= Directions =
Below are some records; return each one exactly.

▼▼▼

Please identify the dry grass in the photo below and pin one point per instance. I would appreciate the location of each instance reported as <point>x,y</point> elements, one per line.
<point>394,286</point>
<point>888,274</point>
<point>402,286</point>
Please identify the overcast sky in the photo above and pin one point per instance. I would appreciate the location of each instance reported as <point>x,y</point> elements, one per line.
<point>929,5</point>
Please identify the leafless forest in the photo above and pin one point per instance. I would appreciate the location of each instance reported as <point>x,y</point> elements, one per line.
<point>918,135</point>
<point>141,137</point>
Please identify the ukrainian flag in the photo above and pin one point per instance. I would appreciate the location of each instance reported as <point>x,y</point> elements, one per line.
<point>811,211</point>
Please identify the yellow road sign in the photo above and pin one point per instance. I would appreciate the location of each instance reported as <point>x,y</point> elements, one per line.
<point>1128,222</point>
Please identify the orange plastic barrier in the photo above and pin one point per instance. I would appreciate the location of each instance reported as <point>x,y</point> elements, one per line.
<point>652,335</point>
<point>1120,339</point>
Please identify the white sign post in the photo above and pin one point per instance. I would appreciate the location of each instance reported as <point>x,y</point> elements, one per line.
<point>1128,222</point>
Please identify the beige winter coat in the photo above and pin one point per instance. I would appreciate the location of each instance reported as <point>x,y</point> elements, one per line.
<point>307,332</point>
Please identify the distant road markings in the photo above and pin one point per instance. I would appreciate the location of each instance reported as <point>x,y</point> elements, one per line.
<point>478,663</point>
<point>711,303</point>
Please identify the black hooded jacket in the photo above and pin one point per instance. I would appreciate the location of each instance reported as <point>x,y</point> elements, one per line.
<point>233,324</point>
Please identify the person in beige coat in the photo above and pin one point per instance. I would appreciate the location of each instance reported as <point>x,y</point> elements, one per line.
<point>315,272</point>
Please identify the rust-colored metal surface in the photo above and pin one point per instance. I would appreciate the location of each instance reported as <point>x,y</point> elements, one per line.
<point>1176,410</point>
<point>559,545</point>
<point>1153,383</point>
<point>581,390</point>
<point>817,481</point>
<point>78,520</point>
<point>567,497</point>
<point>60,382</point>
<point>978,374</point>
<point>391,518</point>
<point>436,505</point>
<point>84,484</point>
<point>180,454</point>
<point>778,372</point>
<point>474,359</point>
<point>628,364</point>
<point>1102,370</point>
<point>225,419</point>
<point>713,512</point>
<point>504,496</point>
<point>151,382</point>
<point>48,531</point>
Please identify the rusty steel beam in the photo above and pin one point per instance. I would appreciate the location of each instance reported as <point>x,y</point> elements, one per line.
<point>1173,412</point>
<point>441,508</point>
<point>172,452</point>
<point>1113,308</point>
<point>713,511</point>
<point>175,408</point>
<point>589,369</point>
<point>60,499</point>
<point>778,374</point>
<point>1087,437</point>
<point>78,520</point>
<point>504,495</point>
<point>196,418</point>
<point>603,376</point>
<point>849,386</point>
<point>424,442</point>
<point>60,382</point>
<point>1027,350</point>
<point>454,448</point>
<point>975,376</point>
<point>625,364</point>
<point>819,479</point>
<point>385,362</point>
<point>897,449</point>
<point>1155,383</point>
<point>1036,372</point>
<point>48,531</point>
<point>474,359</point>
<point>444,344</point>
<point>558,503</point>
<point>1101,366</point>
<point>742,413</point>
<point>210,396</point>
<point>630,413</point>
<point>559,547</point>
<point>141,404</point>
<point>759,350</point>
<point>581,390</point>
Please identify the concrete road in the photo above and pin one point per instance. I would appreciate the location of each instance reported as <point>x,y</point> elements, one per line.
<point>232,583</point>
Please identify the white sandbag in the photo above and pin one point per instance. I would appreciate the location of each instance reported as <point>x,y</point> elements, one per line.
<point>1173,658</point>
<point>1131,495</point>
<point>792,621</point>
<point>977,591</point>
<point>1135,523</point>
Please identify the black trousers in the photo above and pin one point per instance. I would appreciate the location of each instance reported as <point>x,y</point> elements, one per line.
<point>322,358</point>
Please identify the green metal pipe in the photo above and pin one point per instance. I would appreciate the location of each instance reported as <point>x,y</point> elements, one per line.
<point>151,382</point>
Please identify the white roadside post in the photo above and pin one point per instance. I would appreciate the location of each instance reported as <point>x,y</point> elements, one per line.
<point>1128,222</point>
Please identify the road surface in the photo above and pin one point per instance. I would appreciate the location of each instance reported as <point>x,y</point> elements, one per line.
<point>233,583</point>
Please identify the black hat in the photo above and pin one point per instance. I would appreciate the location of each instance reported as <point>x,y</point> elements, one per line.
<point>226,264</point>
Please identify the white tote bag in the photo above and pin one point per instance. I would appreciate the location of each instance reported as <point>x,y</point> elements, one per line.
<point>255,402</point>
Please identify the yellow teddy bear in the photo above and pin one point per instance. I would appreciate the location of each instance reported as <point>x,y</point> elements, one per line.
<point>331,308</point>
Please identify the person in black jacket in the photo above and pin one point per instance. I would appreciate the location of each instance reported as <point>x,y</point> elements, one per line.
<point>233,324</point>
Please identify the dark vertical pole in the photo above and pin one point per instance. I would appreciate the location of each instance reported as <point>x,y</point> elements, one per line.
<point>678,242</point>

▲▲▲

= Exercise output =
Please identify the dry grass in the photo below and pin one point per instance. I would appreciate the location of each instance reported as <point>x,y</point> elements, one per line.
<point>394,286</point>
<point>888,274</point>
<point>402,286</point>
Please identify the overcast sky in the photo above and pin one point per instance. I would appreciate the location of each instance reported as <point>x,y</point> elements, one per line.
<point>929,5</point>
Please identify the leafless forest in the photo above and pin one point per instance. I would appreciate the location of each instance reported as <point>x,y</point> elements, one per line.
<point>918,135</point>
<point>141,137</point>
Please identify the ukrainian flag in the photo above and pin one point per instance. I would appreciate the location of each instance reported as <point>x,y</point> elements, one per line.
<point>811,211</point>
Please identify the yellow road sign in the photo above and pin one point per instance. I would appreciate the location of each instance reported as <point>x,y</point> elements, one per line.
<point>1128,222</point>
Please identify the orange plastic barrier in the photo above and pin one point per instance. I would appreciate the location of each instance reported as <point>x,y</point> elements, one per line.
<point>652,335</point>
<point>1120,339</point>
Please identify the white sign post in the photo above and pin one point per instance. I would appreciate the location of each instance reported as <point>x,y</point> elements, one per line.
<point>1128,222</point>
Please identify the beige winter coat in the photo above and pin one point per instance. I would appreciate the location of each instance reported as <point>x,y</point> elements, one per line.
<point>307,332</point>
Please identify the distant road markings in the photo above and pin one point per instance. I would appreciate the location of each instance reported as <point>x,y</point> elements, one per line.
<point>478,663</point>
<point>711,303</point>
Please identify the black hooded jacket in the photo above and pin one point per instance. I would appreciate the location of each instance reported as <point>x,y</point> elements, one per line.
<point>233,324</point>
Please identify the person in beige coat in the photo above and pin one point per instance. I would appreciate the location of each instance reported as <point>x,y</point> elements, one per line.
<point>315,272</point>
Please identify the rust-colored metal surface in the photo above and pin one point per instance. I would appreciate the location of each instance reported as <point>x,y</point> elements, one per line.
<point>1176,410</point>
<point>559,545</point>
<point>1153,383</point>
<point>581,390</point>
<point>817,481</point>
<point>78,520</point>
<point>567,497</point>
<point>60,382</point>
<point>978,374</point>
<point>391,518</point>
<point>436,505</point>
<point>84,484</point>
<point>180,454</point>
<point>778,372</point>
<point>474,359</point>
<point>628,364</point>
<point>1102,370</point>
<point>225,419</point>
<point>713,512</point>
<point>504,496</point>
<point>151,382</point>
<point>48,531</point>
Please identify the rusty steel beam in the photo above and pin one point per instance. I would appreciate the location of each instance reported as <point>x,y</point> elements, one per line.
<point>1173,412</point>
<point>441,508</point>
<point>172,452</point>
<point>1113,308</point>
<point>713,511</point>
<point>175,408</point>
<point>589,369</point>
<point>60,499</point>
<point>778,374</point>
<point>1087,437</point>
<point>78,520</point>
<point>504,495</point>
<point>196,418</point>
<point>603,376</point>
<point>849,386</point>
<point>424,442</point>
<point>60,382</point>
<point>1027,350</point>
<point>454,448</point>
<point>975,376</point>
<point>625,364</point>
<point>819,479</point>
<point>385,362</point>
<point>897,449</point>
<point>1155,383</point>
<point>1036,372</point>
<point>48,531</point>
<point>474,359</point>
<point>444,344</point>
<point>558,503</point>
<point>1101,366</point>
<point>742,413</point>
<point>210,396</point>
<point>630,413</point>
<point>559,547</point>
<point>141,404</point>
<point>759,350</point>
<point>581,390</point>
Please identify the concrete road in the photo above and pin one point per instance. I would appreciate the location of each instance reported as <point>x,y</point> elements, one per line.
<point>232,583</point>
Please identify the white sandbag in the photo above and pin one point per instance. I would appreciate the location of each instance reported as <point>x,y</point> elements, one per line.
<point>1173,658</point>
<point>1131,495</point>
<point>792,621</point>
<point>977,591</point>
<point>1135,523</point>
Please identify the black trousers in the photo above and pin one point per instance. I would appreciate the location of each instance reported as <point>x,y</point> elements, one per line.
<point>322,358</point>
Please identify the green metal pipe in the photo above and pin one point per instance. I would appreciate the location of each instance reported as <point>x,y</point> elements, one per line.
<point>151,382</point>
Please identify the white roadside post in the photo above and pin one point per instance. I would appreciate the location of each instance reported as <point>x,y</point> elements, one per line.
<point>1128,222</point>
Please identify the road surface in the photo above and pin one point per instance. I would appreciate the location of each instance reported as <point>x,y</point> elements, one per line.
<point>233,583</point>
Please identify the black hat in the photo above and pin one point per instance. I would appreciate the location of each instance reported as <point>x,y</point> elements, one per line.
<point>226,264</point>
Please identify the white tote bag in the photo above and pin one point per instance. I would appreciate the location of each instance reported as <point>x,y</point> elements, one per line.
<point>255,402</point>
Please identify the yellow teddy bear in the photo above and pin one point per instance. I would appreciate the location of each instance reported as <point>x,y</point> elements, one per line.
<point>331,308</point>
Please identify the person in black jacket in the photo above and pin one point per instance. I would appreciate the location of each instance reported as <point>x,y</point> elements, one per line.
<point>233,324</point>
Please identify the dark vertical pole in the photo above and pin one point per instance. I would appreciate the location of each instance reported as <point>x,y</point> elements, one per line.
<point>678,242</point>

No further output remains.